# Trying to find the right conbination bit or bits for drawer front



## nightowl (Oct 21, 2013)

I have been a long time lurker of the forums but I find myself in need of help. I have learned two lessons the hard way so I am trying to avoid a third. The first thing was the cheap rail and stile bits are more of a pain than the savings. I tried some no brand and they were a no fit. I wasted a Saturday only to find out it was the bits themselves that were the issue. I shelled out the money for a set of Frued rail and stile set (99-763) and was able to finish my doors with no issues. Secondly I brought a cheap router table router combo (Blue Hawk) and I am having to make due with it. The thing vibrates so much the router plate leveling screws fall off and and now I have hot glued everything in place. The only good thing is it accepts 1/2" which I now see is great for bigger projects. My Dewalt DWP611PK is good for small jobs but I needed something a little more robust. I am now looking to add a decorative profile to my cabinet doors I have built for my walk-up bar. I created 3 base cabinets (24", 30", and 18") and three wall cabinets (30"x30", 30"x30", and 18" x 36"). I would like to add a nice profile to the cabinet doors and drawer fonts but can't seem to find the correct bit on the Freud website (not very novice friendly). I am using 3/4" popular for my stock. I would like something along the lines of MLCS 7854 which is a door edge profile combined with #7856 which is a round over and ogee door lip profile.


Sample look - mlcswoodworking.com/shopsite_sc/store/html/smarthtml/pages/bt_door.html#


Any help is greatly appreciated. If one bit will not create it please let me know what the steps should be to achieve such a look. Like which bit to use first.

Thanks,

Novice Woodworker


----------



## Stick486 (Jan 4, 2013)

you looking for something like this???

Freud Tools | Products


----------



## Semipro (Mar 22, 2013)

[Some records]
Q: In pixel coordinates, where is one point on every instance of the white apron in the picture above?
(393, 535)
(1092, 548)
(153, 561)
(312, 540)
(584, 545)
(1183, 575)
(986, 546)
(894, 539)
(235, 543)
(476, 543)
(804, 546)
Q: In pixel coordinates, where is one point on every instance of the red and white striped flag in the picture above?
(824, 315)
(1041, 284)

...

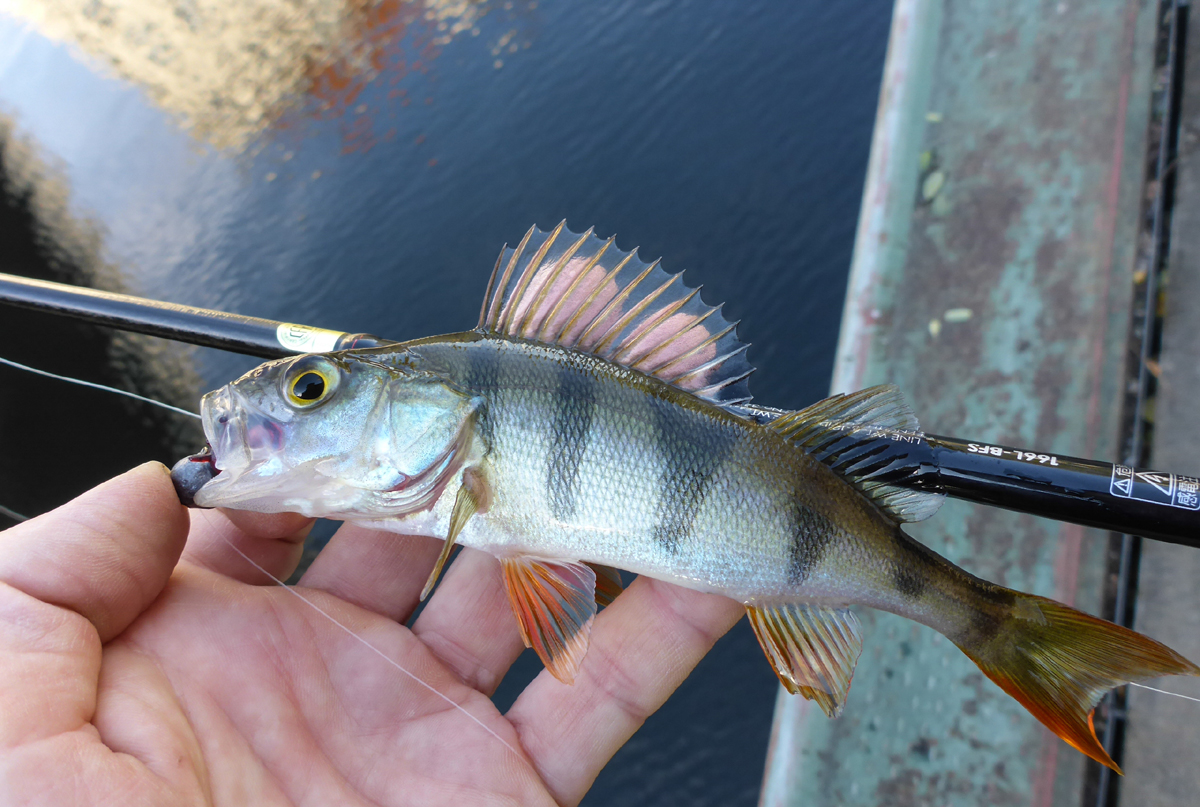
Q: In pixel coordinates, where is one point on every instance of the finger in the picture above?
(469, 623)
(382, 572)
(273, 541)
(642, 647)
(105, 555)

* What to produce
From the forum thread on router bits for drawer fronts, write out the passage word for word, starting with "Any help is" and going on through "(Jan 4, 2013)".

* The reply
Any help is greatly appreciated. If one bit will not create it please let me know what the steps should be to achieve such a look. Like which bit to use first.

Thanks,

Novice Woodworker


----------



## Stick486 (Jan 4, 2013)